What you output must match, exactly, the lines from the start of the records to the line containing "positive clicks: (50, 30) (50, 31) (46, 29)", both ends kept and pictures excluded.

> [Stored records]
┏━━
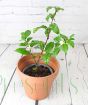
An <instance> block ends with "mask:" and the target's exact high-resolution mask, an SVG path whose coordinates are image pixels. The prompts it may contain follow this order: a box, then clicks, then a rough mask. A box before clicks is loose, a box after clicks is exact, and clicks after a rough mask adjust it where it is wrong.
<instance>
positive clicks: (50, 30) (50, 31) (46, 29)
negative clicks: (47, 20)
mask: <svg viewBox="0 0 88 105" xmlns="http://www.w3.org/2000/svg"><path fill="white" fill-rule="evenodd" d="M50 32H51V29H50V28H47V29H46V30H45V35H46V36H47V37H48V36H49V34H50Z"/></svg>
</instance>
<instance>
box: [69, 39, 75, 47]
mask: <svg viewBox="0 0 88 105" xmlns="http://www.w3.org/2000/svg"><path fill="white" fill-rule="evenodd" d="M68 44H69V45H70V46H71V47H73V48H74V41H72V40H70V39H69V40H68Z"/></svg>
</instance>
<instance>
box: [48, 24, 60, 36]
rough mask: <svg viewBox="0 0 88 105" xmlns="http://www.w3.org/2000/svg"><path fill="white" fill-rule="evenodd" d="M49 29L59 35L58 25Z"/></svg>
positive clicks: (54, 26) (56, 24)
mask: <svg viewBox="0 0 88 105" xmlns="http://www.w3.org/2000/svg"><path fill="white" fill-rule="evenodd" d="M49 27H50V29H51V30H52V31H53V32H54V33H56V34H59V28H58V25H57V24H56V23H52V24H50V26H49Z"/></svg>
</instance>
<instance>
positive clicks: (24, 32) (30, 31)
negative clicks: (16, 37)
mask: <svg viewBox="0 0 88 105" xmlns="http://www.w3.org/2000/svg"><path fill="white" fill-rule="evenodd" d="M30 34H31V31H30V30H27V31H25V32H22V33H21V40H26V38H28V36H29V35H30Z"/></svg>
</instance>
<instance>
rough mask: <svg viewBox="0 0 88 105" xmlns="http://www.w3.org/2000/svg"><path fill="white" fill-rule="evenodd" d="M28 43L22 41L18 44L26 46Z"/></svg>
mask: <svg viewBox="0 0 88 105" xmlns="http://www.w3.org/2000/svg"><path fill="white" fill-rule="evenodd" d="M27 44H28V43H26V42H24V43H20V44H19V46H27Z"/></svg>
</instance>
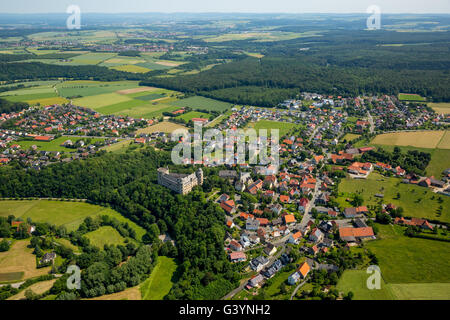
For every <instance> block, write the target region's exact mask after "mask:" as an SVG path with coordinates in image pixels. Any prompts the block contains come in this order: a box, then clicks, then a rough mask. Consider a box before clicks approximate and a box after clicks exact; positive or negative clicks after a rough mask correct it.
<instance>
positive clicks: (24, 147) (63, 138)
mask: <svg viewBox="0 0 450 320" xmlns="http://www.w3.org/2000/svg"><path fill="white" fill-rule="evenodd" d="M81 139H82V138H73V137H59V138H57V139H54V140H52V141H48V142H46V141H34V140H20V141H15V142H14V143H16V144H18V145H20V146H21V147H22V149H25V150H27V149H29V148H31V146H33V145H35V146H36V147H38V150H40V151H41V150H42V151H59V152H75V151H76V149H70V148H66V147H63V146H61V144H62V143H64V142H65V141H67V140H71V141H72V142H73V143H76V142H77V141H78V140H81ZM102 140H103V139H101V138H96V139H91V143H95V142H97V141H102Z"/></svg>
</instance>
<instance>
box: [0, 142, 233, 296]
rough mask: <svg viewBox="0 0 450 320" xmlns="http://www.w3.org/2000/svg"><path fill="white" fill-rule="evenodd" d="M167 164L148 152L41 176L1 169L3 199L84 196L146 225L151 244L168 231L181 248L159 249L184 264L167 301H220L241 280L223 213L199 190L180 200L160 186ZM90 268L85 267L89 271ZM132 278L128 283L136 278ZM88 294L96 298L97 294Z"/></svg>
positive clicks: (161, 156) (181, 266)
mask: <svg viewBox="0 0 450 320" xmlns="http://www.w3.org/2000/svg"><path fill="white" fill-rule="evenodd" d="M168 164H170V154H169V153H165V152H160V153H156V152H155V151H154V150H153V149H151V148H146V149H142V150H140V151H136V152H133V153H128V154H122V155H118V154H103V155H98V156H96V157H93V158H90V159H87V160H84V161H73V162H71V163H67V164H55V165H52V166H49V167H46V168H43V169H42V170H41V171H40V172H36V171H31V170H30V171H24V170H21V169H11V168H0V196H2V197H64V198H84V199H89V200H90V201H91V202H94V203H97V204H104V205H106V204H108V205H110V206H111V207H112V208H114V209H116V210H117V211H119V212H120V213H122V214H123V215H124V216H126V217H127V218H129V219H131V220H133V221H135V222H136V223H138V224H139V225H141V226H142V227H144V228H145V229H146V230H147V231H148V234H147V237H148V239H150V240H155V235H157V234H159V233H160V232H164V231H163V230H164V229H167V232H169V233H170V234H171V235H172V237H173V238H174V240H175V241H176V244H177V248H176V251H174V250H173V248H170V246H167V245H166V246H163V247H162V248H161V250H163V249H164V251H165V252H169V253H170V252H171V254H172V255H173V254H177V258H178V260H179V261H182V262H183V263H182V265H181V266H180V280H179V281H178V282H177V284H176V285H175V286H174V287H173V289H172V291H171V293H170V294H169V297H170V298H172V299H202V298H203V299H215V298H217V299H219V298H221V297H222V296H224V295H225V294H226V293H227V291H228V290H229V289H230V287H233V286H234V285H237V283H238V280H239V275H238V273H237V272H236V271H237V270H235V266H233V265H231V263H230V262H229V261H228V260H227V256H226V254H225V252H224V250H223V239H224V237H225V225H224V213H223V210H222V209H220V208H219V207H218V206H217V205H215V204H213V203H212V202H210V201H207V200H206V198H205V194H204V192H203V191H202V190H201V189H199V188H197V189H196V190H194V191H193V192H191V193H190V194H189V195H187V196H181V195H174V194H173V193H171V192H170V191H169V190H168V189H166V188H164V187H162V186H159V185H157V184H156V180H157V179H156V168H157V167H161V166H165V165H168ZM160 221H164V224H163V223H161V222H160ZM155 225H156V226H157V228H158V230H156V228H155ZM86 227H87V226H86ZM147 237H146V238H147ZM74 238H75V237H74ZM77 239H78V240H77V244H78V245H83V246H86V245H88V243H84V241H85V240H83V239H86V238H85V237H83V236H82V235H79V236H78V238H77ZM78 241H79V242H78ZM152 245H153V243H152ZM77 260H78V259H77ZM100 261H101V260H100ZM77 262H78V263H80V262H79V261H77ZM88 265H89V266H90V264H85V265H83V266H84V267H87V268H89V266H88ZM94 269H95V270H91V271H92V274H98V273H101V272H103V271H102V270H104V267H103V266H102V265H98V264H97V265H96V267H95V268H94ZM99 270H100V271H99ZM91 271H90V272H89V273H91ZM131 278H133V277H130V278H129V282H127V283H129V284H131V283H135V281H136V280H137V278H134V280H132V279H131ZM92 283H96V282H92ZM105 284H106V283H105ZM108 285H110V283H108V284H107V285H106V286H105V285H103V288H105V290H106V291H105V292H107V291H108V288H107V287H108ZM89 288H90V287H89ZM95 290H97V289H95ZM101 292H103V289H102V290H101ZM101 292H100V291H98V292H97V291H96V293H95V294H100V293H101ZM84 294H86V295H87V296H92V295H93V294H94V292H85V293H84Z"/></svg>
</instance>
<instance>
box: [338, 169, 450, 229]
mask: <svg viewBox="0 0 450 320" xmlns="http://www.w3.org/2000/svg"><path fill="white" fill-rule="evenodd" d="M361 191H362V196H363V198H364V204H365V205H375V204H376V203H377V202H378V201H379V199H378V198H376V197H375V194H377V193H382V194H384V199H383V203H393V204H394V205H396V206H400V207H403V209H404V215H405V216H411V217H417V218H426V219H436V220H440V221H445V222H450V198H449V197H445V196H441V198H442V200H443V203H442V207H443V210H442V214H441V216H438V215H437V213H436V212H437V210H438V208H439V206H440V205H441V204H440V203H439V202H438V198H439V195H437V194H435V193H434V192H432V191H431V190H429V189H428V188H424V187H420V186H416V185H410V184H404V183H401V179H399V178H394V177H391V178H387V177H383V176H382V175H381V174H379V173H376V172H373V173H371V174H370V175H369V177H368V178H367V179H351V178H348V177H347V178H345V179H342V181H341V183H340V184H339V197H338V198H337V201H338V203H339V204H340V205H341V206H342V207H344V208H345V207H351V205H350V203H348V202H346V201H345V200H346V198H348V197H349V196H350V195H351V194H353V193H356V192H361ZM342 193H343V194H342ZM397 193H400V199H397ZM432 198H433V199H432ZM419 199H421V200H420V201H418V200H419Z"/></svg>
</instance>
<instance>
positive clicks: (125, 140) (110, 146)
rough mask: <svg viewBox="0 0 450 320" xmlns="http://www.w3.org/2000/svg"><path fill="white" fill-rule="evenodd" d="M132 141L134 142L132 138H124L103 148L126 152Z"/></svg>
┗━━
> [Written solution]
An <instance> block ends with "mask:" and the target's exact high-resolution mask, an SVG path whose coordinates are image pixels. The prompts it may contain follow this order: a box, then clicks, then a rough mask. A box before clicks is loose, a box after clicks is exact, and clicks after a rough mask adjust it where it is wrong.
<instance>
positive clicks: (50, 30) (50, 31) (46, 29)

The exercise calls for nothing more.